Point-per-instance localization data

_____

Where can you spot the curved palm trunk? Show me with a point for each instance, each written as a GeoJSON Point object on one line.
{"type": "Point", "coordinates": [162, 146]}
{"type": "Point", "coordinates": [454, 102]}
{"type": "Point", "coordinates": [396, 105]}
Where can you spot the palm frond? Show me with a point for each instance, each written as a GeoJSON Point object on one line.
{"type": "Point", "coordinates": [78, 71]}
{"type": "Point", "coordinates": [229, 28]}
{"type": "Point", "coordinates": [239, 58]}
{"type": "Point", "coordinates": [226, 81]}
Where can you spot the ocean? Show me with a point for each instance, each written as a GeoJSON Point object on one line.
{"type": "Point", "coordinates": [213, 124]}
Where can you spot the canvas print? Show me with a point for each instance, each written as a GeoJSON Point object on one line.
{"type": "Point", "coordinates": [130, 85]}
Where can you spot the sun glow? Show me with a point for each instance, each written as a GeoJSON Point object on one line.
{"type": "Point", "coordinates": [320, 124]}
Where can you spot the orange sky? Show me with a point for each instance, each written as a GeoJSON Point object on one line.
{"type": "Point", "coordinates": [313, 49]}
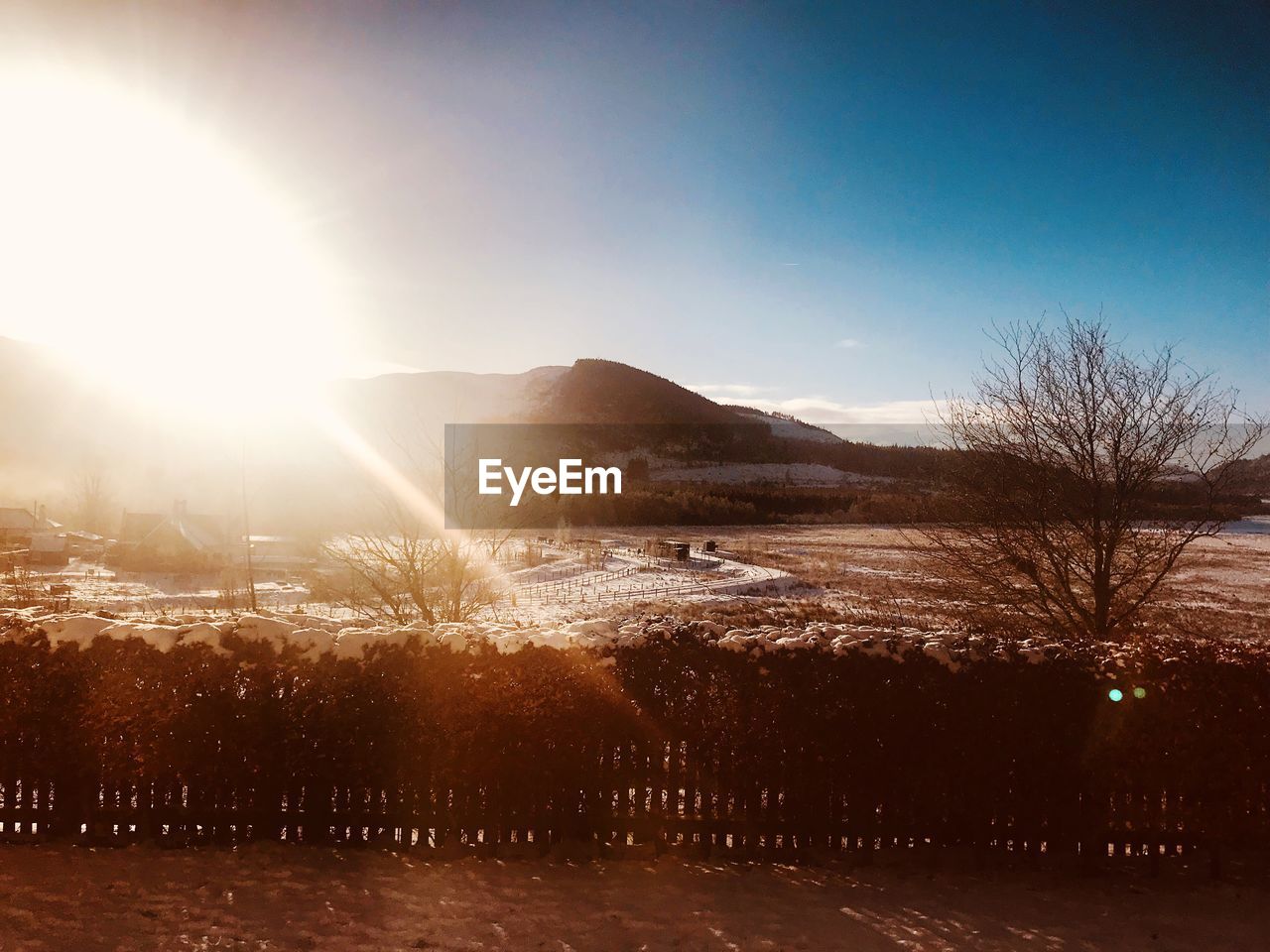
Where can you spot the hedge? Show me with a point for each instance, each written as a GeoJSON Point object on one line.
{"type": "Point", "coordinates": [666, 740]}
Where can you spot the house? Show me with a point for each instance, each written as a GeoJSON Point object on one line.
{"type": "Point", "coordinates": [178, 542]}
{"type": "Point", "coordinates": [50, 548]}
{"type": "Point", "coordinates": [18, 527]}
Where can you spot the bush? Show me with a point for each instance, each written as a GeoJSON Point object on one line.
{"type": "Point", "coordinates": [668, 739]}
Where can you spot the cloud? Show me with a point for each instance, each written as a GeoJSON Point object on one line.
{"type": "Point", "coordinates": [822, 411]}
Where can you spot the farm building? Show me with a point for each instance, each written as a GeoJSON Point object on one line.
{"type": "Point", "coordinates": [178, 542]}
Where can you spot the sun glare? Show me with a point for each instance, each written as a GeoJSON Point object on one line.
{"type": "Point", "coordinates": [148, 250]}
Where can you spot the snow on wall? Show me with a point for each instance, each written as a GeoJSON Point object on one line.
{"type": "Point", "coordinates": [344, 639]}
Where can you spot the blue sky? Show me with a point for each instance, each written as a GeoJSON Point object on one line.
{"type": "Point", "coordinates": [818, 207]}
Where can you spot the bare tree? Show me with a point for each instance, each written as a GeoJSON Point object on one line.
{"type": "Point", "coordinates": [93, 498]}
{"type": "Point", "coordinates": [1080, 474]}
{"type": "Point", "coordinates": [407, 567]}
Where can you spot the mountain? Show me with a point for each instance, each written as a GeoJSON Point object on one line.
{"type": "Point", "coordinates": [62, 421]}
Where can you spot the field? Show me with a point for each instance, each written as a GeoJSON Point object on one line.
{"type": "Point", "coordinates": [276, 897]}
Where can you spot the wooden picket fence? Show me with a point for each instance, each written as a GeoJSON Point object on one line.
{"type": "Point", "coordinates": [656, 794]}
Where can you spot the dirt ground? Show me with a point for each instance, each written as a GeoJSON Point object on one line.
{"type": "Point", "coordinates": [304, 897]}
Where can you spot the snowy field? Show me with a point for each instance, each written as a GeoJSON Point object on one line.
{"type": "Point", "coordinates": [278, 897]}
{"type": "Point", "coordinates": [562, 588]}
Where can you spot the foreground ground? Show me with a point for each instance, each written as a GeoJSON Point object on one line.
{"type": "Point", "coordinates": [276, 897]}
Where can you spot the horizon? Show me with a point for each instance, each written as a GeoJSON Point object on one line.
{"type": "Point", "coordinates": [813, 212]}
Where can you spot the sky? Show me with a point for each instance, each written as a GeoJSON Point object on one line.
{"type": "Point", "coordinates": [816, 208]}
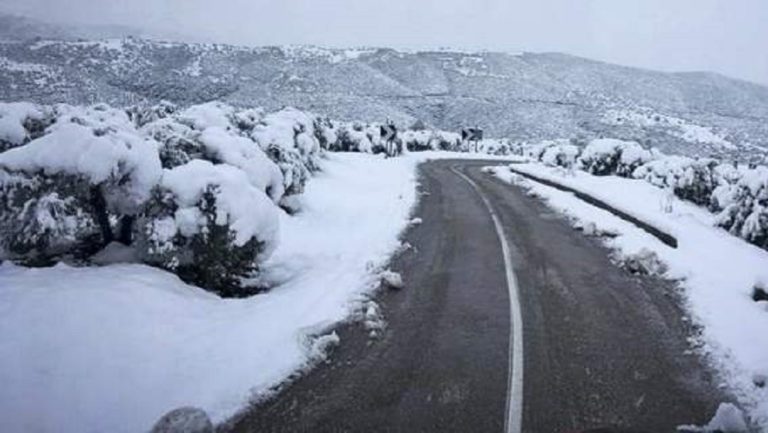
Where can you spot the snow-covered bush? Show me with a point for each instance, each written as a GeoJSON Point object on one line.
{"type": "Point", "coordinates": [45, 216]}
{"type": "Point", "coordinates": [560, 155]}
{"type": "Point", "coordinates": [417, 140]}
{"type": "Point", "coordinates": [289, 138]}
{"type": "Point", "coordinates": [141, 115]}
{"type": "Point", "coordinates": [690, 179]}
{"type": "Point", "coordinates": [210, 224]}
{"type": "Point", "coordinates": [21, 122]}
{"type": "Point", "coordinates": [745, 207]}
{"type": "Point", "coordinates": [74, 187]}
{"type": "Point", "coordinates": [607, 156]}
{"type": "Point", "coordinates": [193, 191]}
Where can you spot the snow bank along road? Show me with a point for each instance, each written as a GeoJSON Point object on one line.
{"type": "Point", "coordinates": [600, 347]}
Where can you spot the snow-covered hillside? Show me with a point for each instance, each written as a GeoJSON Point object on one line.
{"type": "Point", "coordinates": [113, 348]}
{"type": "Point", "coordinates": [521, 97]}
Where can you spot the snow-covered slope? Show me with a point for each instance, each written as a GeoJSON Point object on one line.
{"type": "Point", "coordinates": [111, 349]}
{"type": "Point", "coordinates": [522, 97]}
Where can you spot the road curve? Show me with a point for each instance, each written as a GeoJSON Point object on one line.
{"type": "Point", "coordinates": [601, 348]}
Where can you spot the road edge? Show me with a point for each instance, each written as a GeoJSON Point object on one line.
{"type": "Point", "coordinates": [513, 415]}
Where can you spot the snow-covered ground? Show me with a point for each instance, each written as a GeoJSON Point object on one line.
{"type": "Point", "coordinates": [717, 269]}
{"type": "Point", "coordinates": [114, 348]}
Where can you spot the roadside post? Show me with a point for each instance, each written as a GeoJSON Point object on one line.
{"type": "Point", "coordinates": [388, 134]}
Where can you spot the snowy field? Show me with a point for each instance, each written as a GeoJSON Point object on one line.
{"type": "Point", "coordinates": [717, 269]}
{"type": "Point", "coordinates": [114, 348]}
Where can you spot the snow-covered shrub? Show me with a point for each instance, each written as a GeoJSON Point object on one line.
{"type": "Point", "coordinates": [210, 224]}
{"type": "Point", "coordinates": [288, 137]}
{"type": "Point", "coordinates": [607, 156]}
{"type": "Point", "coordinates": [192, 191]}
{"type": "Point", "coordinates": [536, 151]}
{"type": "Point", "coordinates": [42, 217]}
{"type": "Point", "coordinates": [21, 122]}
{"type": "Point", "coordinates": [690, 179]}
{"type": "Point", "coordinates": [443, 140]}
{"type": "Point", "coordinates": [90, 169]}
{"type": "Point", "coordinates": [495, 146]}
{"type": "Point", "coordinates": [644, 262]}
{"type": "Point", "coordinates": [355, 138]}
{"type": "Point", "coordinates": [141, 115]}
{"type": "Point", "coordinates": [560, 155]}
{"type": "Point", "coordinates": [326, 133]}
{"type": "Point", "coordinates": [417, 140]}
{"type": "Point", "coordinates": [745, 208]}
{"type": "Point", "coordinates": [633, 156]}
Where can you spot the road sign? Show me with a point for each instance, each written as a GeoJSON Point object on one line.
{"type": "Point", "coordinates": [471, 134]}
{"type": "Point", "coordinates": [388, 132]}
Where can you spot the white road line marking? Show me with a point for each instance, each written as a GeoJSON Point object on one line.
{"type": "Point", "coordinates": [513, 418]}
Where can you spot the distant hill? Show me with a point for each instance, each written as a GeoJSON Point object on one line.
{"type": "Point", "coordinates": [523, 97]}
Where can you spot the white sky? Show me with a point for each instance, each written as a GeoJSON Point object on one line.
{"type": "Point", "coordinates": [726, 36]}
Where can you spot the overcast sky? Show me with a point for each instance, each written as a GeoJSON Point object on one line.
{"type": "Point", "coordinates": [726, 36]}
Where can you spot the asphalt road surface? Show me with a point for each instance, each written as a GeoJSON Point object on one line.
{"type": "Point", "coordinates": [601, 348]}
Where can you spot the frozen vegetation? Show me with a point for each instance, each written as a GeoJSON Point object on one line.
{"type": "Point", "coordinates": [706, 205]}
{"type": "Point", "coordinates": [525, 96]}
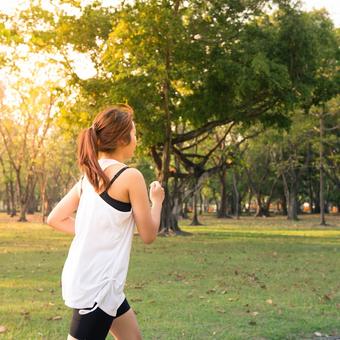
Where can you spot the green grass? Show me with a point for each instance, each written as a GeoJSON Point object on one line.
{"type": "Point", "coordinates": [247, 279]}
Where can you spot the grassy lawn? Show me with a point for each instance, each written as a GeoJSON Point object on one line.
{"type": "Point", "coordinates": [247, 279]}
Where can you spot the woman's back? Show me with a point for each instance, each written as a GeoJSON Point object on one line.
{"type": "Point", "coordinates": [95, 271]}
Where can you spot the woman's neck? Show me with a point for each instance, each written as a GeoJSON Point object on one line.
{"type": "Point", "coordinates": [116, 156]}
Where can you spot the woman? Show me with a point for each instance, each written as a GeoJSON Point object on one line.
{"type": "Point", "coordinates": [110, 199]}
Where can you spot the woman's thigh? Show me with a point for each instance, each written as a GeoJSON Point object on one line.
{"type": "Point", "coordinates": [125, 327]}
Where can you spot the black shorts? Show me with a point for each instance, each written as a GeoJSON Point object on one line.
{"type": "Point", "coordinates": [94, 325]}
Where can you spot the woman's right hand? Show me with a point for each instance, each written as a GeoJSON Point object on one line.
{"type": "Point", "coordinates": [156, 193]}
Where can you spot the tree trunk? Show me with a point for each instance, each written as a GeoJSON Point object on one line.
{"type": "Point", "coordinates": [222, 212]}
{"type": "Point", "coordinates": [195, 220]}
{"type": "Point", "coordinates": [291, 198]}
{"type": "Point", "coordinates": [322, 183]}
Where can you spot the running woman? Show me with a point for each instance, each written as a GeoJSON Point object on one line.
{"type": "Point", "coordinates": [110, 199]}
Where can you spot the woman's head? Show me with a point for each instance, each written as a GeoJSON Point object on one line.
{"type": "Point", "coordinates": [110, 131]}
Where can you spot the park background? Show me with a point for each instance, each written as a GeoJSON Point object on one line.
{"type": "Point", "coordinates": [237, 114]}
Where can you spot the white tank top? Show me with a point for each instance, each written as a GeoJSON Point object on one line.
{"type": "Point", "coordinates": [96, 267]}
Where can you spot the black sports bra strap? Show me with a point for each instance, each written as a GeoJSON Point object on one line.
{"type": "Point", "coordinates": [115, 176]}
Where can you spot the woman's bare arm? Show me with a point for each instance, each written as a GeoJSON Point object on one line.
{"type": "Point", "coordinates": [147, 218]}
{"type": "Point", "coordinates": [60, 217]}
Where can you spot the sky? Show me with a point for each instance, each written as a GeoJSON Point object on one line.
{"type": "Point", "coordinates": [332, 6]}
{"type": "Point", "coordinates": [82, 64]}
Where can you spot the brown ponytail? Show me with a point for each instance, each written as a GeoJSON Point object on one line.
{"type": "Point", "coordinates": [109, 130]}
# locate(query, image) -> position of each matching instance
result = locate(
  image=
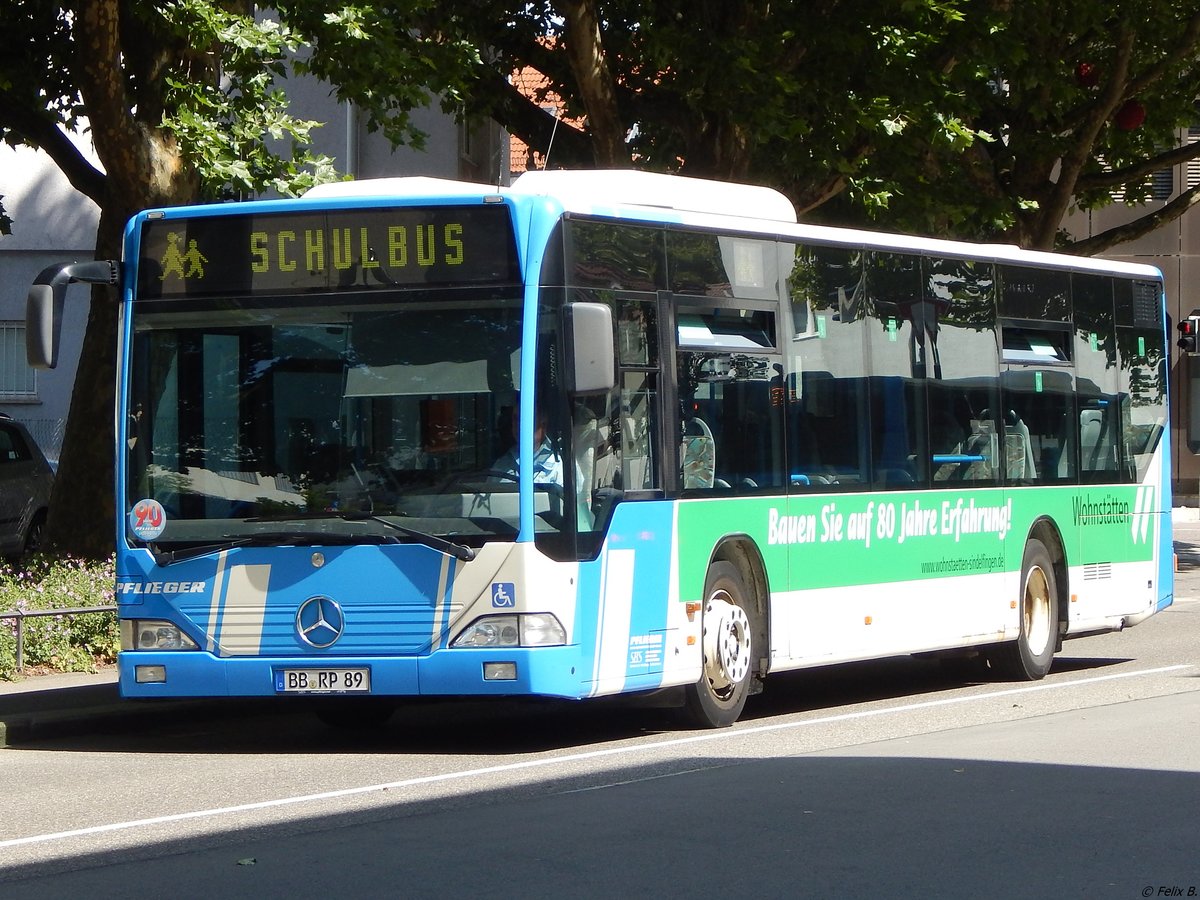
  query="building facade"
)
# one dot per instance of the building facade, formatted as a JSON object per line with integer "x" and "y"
{"x": 53, "y": 222}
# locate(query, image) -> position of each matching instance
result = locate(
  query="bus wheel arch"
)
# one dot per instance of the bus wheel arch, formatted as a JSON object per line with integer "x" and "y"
{"x": 1042, "y": 607}
{"x": 733, "y": 635}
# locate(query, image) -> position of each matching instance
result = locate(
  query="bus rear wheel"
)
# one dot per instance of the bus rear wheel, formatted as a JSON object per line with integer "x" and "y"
{"x": 718, "y": 699}
{"x": 1029, "y": 658}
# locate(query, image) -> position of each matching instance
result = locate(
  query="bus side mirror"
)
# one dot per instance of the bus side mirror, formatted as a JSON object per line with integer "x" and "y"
{"x": 43, "y": 324}
{"x": 593, "y": 349}
{"x": 43, "y": 306}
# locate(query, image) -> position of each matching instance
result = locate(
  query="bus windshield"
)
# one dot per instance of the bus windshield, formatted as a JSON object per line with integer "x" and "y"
{"x": 325, "y": 415}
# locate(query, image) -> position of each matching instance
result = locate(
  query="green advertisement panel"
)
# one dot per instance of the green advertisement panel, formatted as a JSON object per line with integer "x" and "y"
{"x": 823, "y": 540}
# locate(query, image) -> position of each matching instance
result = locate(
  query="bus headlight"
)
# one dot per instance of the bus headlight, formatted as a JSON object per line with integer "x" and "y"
{"x": 525, "y": 630}
{"x": 154, "y": 635}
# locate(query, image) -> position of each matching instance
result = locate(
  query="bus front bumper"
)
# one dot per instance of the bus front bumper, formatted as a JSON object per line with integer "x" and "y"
{"x": 543, "y": 671}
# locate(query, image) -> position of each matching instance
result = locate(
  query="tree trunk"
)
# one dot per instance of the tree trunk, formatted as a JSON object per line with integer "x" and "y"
{"x": 82, "y": 509}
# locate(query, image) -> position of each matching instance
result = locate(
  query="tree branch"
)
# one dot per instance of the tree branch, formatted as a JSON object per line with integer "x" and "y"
{"x": 1139, "y": 227}
{"x": 1143, "y": 168}
{"x": 42, "y": 132}
{"x": 585, "y": 47}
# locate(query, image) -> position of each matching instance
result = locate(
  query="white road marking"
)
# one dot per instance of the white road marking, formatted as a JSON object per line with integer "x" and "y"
{"x": 573, "y": 757}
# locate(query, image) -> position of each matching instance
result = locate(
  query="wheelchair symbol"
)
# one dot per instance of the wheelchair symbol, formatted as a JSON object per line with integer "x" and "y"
{"x": 504, "y": 594}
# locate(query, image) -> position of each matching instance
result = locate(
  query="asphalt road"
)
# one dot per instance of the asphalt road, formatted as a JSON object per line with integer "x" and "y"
{"x": 889, "y": 779}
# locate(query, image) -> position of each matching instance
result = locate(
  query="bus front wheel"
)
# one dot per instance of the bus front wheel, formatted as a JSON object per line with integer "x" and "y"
{"x": 718, "y": 699}
{"x": 1029, "y": 658}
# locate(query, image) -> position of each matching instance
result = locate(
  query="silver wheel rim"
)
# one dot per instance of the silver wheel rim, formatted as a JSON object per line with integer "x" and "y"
{"x": 726, "y": 643}
{"x": 1037, "y": 611}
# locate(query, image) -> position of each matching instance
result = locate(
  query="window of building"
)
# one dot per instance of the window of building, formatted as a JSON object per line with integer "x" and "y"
{"x": 17, "y": 379}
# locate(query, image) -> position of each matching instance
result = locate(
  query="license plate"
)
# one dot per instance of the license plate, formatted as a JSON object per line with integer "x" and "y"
{"x": 323, "y": 681}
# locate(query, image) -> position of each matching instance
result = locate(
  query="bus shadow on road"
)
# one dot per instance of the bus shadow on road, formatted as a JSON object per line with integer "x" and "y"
{"x": 507, "y": 727}
{"x": 797, "y": 826}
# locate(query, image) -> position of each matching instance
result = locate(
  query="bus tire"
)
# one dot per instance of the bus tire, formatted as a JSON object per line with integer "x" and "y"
{"x": 718, "y": 699}
{"x": 1029, "y": 658}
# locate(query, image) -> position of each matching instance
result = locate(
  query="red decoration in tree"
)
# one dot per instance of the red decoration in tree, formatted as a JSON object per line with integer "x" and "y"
{"x": 1131, "y": 115}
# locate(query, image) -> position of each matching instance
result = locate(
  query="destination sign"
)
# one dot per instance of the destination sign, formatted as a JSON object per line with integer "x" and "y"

_____

Copy out all lines above holding "destination".

  query="destination sign"
# one dot per instance of the destination sign, formatted as a JSON object per line with integer "x" and "y"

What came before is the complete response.